Copy every line of the data below word for word, changing nothing.

== Provided records ==

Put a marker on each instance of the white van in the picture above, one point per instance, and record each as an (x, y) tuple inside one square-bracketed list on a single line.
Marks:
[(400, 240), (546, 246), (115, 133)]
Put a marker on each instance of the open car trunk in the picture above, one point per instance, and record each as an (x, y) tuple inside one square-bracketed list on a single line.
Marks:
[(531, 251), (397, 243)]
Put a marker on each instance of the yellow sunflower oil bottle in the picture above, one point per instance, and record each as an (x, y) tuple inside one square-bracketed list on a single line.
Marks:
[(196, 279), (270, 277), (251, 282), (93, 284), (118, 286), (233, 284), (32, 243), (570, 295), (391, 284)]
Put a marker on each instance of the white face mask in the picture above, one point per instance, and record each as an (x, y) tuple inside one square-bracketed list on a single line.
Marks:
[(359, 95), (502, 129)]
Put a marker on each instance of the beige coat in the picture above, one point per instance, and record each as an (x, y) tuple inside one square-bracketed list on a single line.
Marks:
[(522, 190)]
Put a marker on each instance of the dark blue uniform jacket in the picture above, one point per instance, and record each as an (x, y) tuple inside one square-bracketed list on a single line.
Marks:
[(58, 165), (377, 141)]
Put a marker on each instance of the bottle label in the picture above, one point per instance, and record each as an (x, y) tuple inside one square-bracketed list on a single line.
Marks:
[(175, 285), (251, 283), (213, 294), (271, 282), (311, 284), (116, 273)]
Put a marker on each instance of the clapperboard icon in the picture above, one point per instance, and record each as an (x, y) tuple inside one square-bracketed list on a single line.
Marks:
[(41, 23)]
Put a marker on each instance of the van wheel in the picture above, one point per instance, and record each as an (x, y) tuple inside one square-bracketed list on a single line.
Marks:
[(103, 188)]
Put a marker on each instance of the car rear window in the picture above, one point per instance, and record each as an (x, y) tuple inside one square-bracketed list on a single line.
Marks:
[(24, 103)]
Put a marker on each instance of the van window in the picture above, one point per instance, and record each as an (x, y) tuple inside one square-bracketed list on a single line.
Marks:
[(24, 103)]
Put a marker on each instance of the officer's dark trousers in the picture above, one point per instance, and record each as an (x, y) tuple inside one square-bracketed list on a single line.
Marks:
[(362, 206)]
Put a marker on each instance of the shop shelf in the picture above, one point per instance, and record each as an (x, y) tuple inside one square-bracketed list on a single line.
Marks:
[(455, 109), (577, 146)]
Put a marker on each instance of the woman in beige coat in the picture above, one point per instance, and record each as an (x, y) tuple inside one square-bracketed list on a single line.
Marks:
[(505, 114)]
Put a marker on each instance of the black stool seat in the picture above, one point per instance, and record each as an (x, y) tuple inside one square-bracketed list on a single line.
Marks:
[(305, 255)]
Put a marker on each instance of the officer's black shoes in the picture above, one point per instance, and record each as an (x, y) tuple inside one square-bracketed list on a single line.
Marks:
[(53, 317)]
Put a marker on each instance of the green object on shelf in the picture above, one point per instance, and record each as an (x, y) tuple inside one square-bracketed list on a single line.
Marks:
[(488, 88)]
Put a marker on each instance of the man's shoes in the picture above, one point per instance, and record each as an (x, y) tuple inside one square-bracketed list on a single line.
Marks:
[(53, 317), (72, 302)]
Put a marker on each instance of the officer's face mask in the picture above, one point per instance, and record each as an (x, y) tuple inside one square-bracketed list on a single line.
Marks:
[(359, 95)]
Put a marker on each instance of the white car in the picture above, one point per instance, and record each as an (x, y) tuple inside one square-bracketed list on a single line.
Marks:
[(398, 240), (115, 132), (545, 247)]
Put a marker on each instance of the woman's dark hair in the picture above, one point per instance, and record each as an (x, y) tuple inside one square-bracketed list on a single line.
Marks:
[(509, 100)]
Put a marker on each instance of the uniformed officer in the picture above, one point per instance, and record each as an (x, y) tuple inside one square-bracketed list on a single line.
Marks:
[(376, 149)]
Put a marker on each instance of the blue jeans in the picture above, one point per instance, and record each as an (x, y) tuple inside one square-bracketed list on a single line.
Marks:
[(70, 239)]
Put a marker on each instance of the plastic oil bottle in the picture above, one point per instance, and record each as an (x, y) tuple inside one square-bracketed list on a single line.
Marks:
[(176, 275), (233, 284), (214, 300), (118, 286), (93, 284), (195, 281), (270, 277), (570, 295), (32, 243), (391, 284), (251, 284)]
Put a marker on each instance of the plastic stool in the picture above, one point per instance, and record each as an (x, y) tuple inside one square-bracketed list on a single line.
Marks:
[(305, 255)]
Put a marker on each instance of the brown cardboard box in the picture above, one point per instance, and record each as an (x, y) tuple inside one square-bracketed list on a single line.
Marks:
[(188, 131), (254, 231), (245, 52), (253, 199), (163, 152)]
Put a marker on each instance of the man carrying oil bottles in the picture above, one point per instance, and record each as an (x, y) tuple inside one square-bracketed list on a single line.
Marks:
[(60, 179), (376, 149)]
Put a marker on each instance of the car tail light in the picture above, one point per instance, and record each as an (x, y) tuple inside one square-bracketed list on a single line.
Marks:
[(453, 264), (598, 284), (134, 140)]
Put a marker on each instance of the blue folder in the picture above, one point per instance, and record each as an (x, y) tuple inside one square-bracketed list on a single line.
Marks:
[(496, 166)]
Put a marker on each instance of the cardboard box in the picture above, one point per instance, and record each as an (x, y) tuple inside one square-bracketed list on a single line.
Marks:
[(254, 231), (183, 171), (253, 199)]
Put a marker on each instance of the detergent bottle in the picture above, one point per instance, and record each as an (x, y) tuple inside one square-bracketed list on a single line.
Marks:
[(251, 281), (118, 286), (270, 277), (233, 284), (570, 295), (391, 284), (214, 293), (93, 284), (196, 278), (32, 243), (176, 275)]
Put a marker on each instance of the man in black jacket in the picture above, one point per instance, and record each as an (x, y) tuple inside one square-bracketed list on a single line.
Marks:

===

> Solution below:
Put a marker on each instance of the white van in the picture above, one point per instance, and record each as an (x, y) tuple inside one square-bracketed list on a single line.
Marks:
[(400, 240), (546, 246), (115, 133)]
Put a marker on each instance of the open car trunk in the picture above, one point per instance, and record each as an (x, y) tuple inside one square-bracketed list on a single line.
Marks:
[(531, 251), (397, 243)]
Put a marker on each instance of the yellow sunflower oil bottle in the picture above, one point per instance, and record each as an (x, y) tuple inside one square-bracketed list on a single line.
Marks:
[(196, 279), (270, 277), (251, 282), (93, 284), (118, 286), (233, 284), (32, 243), (570, 295), (391, 284)]
Put a marker on each instance of the white face mask in the picture above, one point per instance, and record each as an (x, y) tuple inside one square-bracketed list on a single line.
Marks:
[(359, 95), (502, 129)]
Put a marker on each instance of the beige coat in the picture above, one point per instance, and record each as an (x, y) tuple inside one square-bracketed list on a single line.
Marks:
[(522, 190)]
Put a marker on each instance of the dark blue uniform jacket in the picture above, one point per instance, and record each as an (x, y) tuple inside one square-bracketed list on a single line.
Marks:
[(58, 165), (377, 141)]
Put a marker on each instance of the bottle label in the picture above, one point per instance, and record each as an (x, y) tuple inside one square-bracketed list on a single line.
Marks:
[(175, 285), (251, 283), (213, 294), (271, 282), (311, 284), (116, 273)]
Put a marker on each instance of the clapperboard icon in the picture above, one point per instance, and record each as an (x, y) tuple inside one square-bracketed list on a single line.
Marks:
[(41, 23)]
Put a marker on each instance of the van wheel in the picture above, one point per instance, and record each as an (x, y) tuple inside one square-bracketed list on a single line.
Marks:
[(103, 188)]
Put a marker on each instance of the car rear window in the picture above, one point per instance, and record each as an (x, y) tuple inside one square-bracketed list on a single line.
Marks:
[(24, 103)]
Put a marker on each instance of the van window in the picture above, one point per instance, and record each as an (x, y) tuple inside one square-bracketed list on a single line.
Marks:
[(24, 103)]
Put a marker on each instance of the officer's dark trousers in the picture above, one point per instance, and record each as an (x, y) tuple inside one square-bracketed list on a single line.
Marks:
[(362, 206)]
Put a marker on each instance of the shop shelf in the picture above, one point per instance, and record each as an (x, y) tuple inside one square-bracketed list on a single line.
Marks:
[(455, 109), (577, 146)]
Put a marker on each instance of the woman in beige coat in the picture above, one point per instance, and record each as an (x, y) tuple inside one square-bracketed list on a single line.
Marks:
[(505, 114)]
Put a marker on each instance of the black stool seat in the picture above, one point per instance, and record each as an (x, y) tuple inside one square-bracketed list on a single line.
Marks:
[(305, 255)]
Put a marker on each instance of the officer's black shoes in the picture above, one point per instance, and record each as an (x, y) tuple inside one square-bracketed list on a single line.
Marks:
[(53, 317)]
Put a marker on each instance of the green object on shelf in the picture above, one point per instance, and record each as an (x, y) tuple inside one square-bracketed list on a single line.
Marks:
[(488, 88)]
Put a marker on each instance of the man's shoes in the picture above, one point per instance, and record each as an (x, y) tuple inside one square-bracketed list on a single line.
Marks:
[(53, 317), (72, 302)]
Put a marker on each instance of the officer's face mask in the picture above, one point per instance, and record each as an (x, y) tuple inside one square-bracketed list on a single line.
Marks:
[(359, 95)]
Put a marker on each instance of the white car in the picture above, one point per instance, and record each as an (x, y) tuple inside one square-bracketed list on a single line.
Marks:
[(398, 240), (115, 132), (545, 247)]
Put a marker on each instance of the woman's dark hair in the picture above, one point per instance, and record each as an (x, y) tuple inside one square-bracketed list on a single line.
Marks:
[(509, 100)]
Put a marker on each instance of the uniformed officer in the picture above, one point per instance, and record each as an (x, y) tuple inside one square-bracketed list on a single line.
Marks:
[(376, 149)]
Put a marker on each instance of the blue jeans in the picture above, one point per instance, and record each as an (x, y) tuple inside one square-bracketed list on a single line.
Marks:
[(70, 239)]
Put a marker on each instance of the plastic oil bottle in the picture above, one point per instance, and record each as an (x, y) tuple inside one square-bracketed list on a single line.
Marks:
[(176, 275), (233, 284), (214, 300), (118, 286), (93, 284), (195, 281), (270, 277), (570, 295), (32, 243), (391, 284), (251, 284)]
Put a marker on each instance of the plastic stool in the picture above, one point per instance, and record each as an (x, y) tuple inside one square-bracketed list on a single line.
Marks:
[(305, 255)]
Put a marker on each instance of the brown cardboard box in the picture above, one point per instance, and record each as an (x, y) tuple inside one square-bracketed list on a single line.
Marks:
[(188, 131), (254, 231), (245, 52), (253, 199), (163, 152)]
Put a marker on each instance of the man carrying oil bottles in the picture above, one point per instance, and record each as an (x, y) tuple inside one square-bracketed list on a single line.
Marks:
[(60, 179), (376, 149)]
Put a marker on each instance of the car tail light in the picture above, one point per instance, and record each as an (x, y) tuple inside one square-bracketed list on a single line.
Marks:
[(453, 264), (598, 284), (134, 140)]
Put a marker on each instance of the blue folder in the picture above, one point per instance, and record each as an (x, y) tuple inside one square-bracketed list on a single line.
Marks:
[(496, 166)]
Put a marker on each instance of the cardboard box in the picture above, one point per instance, and record each as an (x, y) tuple inside one square-bracketed list on a single line.
Marks:
[(254, 231), (183, 171), (253, 199)]
Put a marker on each instance of the detergent bottle in the picture above, one point per instance, and record each as an (x, y) tuple inside one square-bracketed list on a single line.
Marks:
[(251, 281), (118, 286), (270, 277), (233, 284), (570, 295), (391, 284), (214, 293), (93, 284), (196, 278), (32, 243), (176, 275)]
Put a marker on each instance of the man in black jacket in the picture above, one point per instance, and record each as an (x, y) tuple inside one square-bracketed list on a single line.
Marks:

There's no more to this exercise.